In order to be able to determine an open position that can be achieved by telescoping the core component out of the shell component, i.e., the pneumatic-spring cylinder out of the shell tube, a bolt element is provided on the core component, which bolt element is capable of engaging into one or several breaches of the shell component. This bolt element is spring-loaded radially outward and necessarily snaps into a breach of the shell component when the open position defined by the position of the breach and of the bolt element has been reached. In this situation, it is customary to attach the bolt element to the end region of the core component (i.e., of the pneumatic-spring cylinder) which is on its bottom side. As a rule, at least two breaches in the shell component are required in order to set the shell component in two positions with respect to the core component, in which case a first position corresponds to the relative position of the shell and core components in which the core component has moved completely into the shell component. The degree of opening of a body component achieved in this relative position of shell and core components corresponds to the opening necessarily produced by the push-out force of the pneumatic spring. However, since one of the connecting elements for linking with the vehicle frame or the movable automotive-body component now no longer is rigidly attached to the core component, but rather to the shell component that is shiftable on the core component, even in the above-mentioned position a bolting of the shell component with respect to the core component is required, since otherwise there would exist the risk, e.g., in the case of a gust of wind on the automotive-body component in its normal open position, that the automotive-body component could be lifted without restriction, the core component being telescoped out of the shell component and, as a result, striking some other portion of the vehicle structure and causing damage therein, or the telescopic guidance between the shell component and the core component being lost and the automotive-body component thereupon dropping back into its closed position, with attendant risk of bodily injury.
A further bolting is required for the shell component's and the core component's length-setting as used in the automotive-body component's open state for special situations.
Accordingly, it is known from the above-referenced German and European patent documents to bolt the shell component with respect to the core component, for one thing in the fully telescoped-in position, and for another to also bolt in a partly telescoped-out position, in which there still remains a sufficient length of guidance between the core component and the shell component.

(RECORDED INFORMATION):
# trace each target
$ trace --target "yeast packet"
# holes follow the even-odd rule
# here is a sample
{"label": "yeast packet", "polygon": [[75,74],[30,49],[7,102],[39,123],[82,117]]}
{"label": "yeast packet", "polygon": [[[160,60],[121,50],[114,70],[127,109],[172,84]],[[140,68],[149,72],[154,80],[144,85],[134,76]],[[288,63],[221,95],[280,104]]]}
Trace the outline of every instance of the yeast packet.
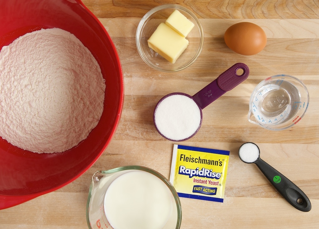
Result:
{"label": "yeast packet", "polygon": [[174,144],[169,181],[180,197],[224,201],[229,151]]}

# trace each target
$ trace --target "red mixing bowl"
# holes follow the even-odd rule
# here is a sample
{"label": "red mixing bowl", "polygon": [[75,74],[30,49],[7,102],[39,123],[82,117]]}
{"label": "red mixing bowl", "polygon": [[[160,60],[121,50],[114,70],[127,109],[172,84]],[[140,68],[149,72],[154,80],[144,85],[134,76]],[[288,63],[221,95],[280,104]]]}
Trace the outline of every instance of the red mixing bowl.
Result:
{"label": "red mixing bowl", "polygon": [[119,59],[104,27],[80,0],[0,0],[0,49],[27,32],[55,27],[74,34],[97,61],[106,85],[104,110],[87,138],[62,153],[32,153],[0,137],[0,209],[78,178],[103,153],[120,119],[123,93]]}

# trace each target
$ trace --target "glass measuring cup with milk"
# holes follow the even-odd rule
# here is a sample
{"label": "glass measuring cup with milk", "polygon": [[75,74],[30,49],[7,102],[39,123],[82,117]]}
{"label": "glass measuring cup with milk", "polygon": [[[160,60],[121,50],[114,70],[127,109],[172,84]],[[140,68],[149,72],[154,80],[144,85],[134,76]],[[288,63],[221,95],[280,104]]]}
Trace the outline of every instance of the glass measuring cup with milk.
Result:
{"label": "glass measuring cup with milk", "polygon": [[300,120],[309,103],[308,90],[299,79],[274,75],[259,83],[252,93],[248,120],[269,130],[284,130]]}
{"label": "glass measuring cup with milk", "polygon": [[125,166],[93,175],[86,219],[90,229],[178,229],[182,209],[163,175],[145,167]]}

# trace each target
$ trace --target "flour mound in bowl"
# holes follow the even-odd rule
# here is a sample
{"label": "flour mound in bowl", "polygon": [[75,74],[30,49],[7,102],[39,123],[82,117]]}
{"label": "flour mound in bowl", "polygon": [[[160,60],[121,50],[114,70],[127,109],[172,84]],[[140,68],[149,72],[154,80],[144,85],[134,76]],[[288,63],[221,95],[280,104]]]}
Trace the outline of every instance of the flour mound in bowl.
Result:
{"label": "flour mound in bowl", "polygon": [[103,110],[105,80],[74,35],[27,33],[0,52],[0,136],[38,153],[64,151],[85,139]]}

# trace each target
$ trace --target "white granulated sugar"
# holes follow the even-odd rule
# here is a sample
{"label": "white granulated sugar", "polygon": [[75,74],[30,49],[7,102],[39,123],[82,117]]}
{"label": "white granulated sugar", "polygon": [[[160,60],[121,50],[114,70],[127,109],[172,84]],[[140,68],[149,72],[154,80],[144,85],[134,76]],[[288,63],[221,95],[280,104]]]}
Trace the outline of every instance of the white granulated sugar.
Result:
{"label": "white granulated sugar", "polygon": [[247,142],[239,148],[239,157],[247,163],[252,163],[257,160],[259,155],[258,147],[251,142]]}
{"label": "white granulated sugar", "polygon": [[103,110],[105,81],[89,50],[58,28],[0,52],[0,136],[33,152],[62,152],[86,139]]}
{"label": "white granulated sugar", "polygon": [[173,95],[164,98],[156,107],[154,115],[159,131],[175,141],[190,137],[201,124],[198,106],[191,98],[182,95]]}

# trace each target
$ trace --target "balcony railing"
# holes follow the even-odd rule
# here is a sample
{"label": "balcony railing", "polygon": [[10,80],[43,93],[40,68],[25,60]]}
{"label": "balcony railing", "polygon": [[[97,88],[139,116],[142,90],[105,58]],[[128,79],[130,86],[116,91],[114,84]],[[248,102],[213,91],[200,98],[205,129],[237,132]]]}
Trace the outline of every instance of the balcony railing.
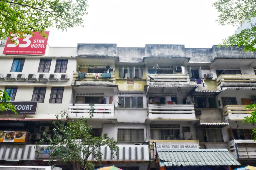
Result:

==

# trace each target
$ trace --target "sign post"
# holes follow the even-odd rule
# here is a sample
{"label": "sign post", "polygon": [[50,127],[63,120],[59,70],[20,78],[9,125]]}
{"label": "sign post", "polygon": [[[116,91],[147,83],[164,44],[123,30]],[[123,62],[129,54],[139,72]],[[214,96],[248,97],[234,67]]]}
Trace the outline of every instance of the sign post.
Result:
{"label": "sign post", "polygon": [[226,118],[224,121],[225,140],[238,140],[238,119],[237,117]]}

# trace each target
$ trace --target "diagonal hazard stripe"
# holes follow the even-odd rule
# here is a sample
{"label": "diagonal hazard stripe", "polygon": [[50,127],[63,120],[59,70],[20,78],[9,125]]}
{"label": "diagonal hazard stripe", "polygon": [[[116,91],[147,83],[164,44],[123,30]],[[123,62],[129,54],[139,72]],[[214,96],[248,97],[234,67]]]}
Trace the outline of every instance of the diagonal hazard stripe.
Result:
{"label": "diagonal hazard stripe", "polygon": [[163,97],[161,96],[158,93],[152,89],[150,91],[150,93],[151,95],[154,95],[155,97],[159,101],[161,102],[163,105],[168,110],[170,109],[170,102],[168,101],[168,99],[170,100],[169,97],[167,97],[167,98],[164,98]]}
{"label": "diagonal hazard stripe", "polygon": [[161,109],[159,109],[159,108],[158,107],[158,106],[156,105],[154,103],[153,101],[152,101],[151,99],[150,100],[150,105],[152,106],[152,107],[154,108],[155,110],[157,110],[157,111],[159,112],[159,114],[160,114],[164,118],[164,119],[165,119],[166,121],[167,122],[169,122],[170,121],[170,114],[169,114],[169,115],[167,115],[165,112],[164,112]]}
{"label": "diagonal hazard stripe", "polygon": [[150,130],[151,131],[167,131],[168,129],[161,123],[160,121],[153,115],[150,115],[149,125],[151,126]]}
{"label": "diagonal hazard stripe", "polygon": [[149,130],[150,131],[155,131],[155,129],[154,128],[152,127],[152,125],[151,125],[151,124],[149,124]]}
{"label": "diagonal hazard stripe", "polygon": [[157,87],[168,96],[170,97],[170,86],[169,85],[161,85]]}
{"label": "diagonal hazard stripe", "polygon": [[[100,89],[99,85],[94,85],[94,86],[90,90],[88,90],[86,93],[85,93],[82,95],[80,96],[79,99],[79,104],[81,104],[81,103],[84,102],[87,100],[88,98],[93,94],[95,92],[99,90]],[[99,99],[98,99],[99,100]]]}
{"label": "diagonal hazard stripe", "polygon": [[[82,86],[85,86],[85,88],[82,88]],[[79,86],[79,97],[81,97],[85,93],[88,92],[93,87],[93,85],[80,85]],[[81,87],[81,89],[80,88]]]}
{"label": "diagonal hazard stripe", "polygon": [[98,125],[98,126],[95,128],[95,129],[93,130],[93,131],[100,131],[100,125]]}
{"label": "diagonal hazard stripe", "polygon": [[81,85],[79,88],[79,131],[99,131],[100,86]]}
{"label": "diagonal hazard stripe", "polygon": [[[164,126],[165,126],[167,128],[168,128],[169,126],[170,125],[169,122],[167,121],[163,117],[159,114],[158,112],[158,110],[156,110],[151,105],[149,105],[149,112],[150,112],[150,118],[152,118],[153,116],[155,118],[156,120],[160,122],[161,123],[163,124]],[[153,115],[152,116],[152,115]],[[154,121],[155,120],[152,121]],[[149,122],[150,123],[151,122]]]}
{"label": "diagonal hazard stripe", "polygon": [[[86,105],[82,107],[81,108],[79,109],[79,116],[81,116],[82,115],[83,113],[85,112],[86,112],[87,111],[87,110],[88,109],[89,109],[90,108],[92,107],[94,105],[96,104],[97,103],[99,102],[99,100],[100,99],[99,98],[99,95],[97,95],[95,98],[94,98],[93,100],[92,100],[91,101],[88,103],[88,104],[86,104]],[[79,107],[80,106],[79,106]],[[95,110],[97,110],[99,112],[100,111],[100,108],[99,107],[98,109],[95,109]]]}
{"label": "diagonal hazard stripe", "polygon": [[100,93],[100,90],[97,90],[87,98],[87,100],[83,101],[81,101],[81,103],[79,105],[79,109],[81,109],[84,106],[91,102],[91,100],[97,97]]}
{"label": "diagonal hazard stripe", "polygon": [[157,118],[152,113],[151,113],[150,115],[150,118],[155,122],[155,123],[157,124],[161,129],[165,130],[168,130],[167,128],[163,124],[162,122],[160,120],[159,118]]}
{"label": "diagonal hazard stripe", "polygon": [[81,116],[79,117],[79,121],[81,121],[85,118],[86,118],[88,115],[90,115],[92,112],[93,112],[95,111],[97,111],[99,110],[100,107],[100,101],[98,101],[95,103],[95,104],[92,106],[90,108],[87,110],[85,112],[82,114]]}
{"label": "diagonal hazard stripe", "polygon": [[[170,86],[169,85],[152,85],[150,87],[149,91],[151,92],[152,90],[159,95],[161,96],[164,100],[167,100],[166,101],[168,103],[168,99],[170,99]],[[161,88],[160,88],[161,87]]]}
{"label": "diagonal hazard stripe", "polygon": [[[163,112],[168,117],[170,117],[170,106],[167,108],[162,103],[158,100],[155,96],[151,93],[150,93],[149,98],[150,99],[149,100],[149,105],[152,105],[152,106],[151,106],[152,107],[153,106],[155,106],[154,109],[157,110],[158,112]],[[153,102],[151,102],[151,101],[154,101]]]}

(WHAT YOU ARE ASKED TO DO):
Answer these questions from the passage on the telescoping pneumatic spring:
1. In which direction is the bolt element spring-loaded?
2. As a rule, how many breaches in the shell component are required at minimum?
3. According to the German and European patent documents, in which two positions is the shell component bolted with respect to the core component?

(RIGHT ANSWER):
1. Radially outward.
2. At least two.
3. In the fully telescoped-in position and in a partly telescoped-out position in which a sufficient length of guidance still remains between the core component and the shell component.